▶ [Aim of the task]:
Restate, exactly as written, the entries below from the line that holds "Where can you find the green grass" through the line that holds "Where can you find the man's". Pictures are not part of the copy.

▶ [Available data]:
◇ ◇ ◇ ◇
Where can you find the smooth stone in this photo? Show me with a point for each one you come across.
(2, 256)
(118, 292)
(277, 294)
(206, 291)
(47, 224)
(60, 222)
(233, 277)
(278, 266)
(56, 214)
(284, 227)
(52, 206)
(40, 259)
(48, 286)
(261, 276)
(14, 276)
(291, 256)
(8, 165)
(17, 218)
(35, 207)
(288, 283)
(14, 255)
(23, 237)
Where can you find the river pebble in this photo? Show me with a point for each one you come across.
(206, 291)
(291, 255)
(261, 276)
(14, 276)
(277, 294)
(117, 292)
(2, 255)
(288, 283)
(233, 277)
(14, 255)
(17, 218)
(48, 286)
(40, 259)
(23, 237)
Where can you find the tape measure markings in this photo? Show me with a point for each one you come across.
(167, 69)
◇ ◇ ◇ ◇
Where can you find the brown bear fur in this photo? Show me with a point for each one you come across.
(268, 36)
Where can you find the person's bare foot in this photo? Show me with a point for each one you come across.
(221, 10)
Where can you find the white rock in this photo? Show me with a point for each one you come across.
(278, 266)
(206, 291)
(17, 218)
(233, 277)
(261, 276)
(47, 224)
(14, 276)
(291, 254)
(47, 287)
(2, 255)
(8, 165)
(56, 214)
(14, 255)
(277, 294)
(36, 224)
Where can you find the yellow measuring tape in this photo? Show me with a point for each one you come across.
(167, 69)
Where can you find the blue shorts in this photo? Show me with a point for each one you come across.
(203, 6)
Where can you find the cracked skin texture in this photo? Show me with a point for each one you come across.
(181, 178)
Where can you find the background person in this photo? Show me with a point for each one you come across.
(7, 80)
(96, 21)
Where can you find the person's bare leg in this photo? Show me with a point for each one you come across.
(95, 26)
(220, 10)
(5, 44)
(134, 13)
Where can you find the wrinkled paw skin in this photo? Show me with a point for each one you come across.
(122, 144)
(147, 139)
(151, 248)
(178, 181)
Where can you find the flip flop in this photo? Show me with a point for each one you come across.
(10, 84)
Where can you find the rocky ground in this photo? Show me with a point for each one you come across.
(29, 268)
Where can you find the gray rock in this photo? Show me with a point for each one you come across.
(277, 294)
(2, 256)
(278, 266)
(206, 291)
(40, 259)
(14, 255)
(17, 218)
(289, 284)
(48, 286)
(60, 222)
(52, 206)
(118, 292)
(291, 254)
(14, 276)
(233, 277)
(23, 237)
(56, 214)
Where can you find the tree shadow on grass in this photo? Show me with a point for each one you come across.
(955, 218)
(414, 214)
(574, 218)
◇ ◇ ◇ ◇
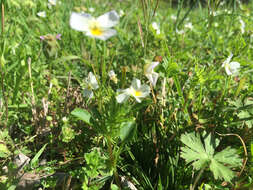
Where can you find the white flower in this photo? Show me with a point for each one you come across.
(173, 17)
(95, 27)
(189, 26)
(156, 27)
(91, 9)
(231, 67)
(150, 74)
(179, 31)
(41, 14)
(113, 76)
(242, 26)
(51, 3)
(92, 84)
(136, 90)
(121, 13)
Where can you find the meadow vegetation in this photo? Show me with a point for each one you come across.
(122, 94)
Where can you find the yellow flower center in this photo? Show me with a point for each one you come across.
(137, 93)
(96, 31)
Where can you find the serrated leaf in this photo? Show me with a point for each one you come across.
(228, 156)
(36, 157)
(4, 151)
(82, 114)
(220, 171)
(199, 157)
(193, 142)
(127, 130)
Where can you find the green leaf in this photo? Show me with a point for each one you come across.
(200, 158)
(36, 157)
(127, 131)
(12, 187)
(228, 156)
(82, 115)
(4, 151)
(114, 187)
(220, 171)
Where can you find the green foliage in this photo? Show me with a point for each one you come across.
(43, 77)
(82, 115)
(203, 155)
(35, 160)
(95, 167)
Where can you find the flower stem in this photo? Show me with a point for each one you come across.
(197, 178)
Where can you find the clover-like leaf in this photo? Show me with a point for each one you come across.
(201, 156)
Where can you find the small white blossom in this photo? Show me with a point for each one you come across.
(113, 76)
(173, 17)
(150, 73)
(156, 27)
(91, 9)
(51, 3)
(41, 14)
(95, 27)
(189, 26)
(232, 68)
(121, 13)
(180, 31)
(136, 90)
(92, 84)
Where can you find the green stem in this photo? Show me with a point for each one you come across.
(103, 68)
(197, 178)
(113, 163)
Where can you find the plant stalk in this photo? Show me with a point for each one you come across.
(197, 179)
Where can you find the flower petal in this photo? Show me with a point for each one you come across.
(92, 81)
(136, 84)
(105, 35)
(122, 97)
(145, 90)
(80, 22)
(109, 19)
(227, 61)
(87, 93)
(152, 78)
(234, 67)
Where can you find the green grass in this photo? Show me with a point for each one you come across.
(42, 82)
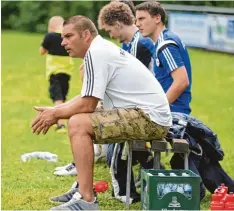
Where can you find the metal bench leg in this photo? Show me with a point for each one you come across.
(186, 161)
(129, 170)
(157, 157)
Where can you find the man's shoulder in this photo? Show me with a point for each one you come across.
◇ ◇ ◇ ◇
▶ [Response for this exercise]:
Where can you find the green grass in this photo? Show me with a point for each one you come across.
(42, 82)
Where can you find the metal bench leg in this photo? Show me with a point for each one you come across.
(186, 161)
(129, 170)
(157, 157)
Where can you find the man's shoulder in this photo? Show me with a point for each one you come across.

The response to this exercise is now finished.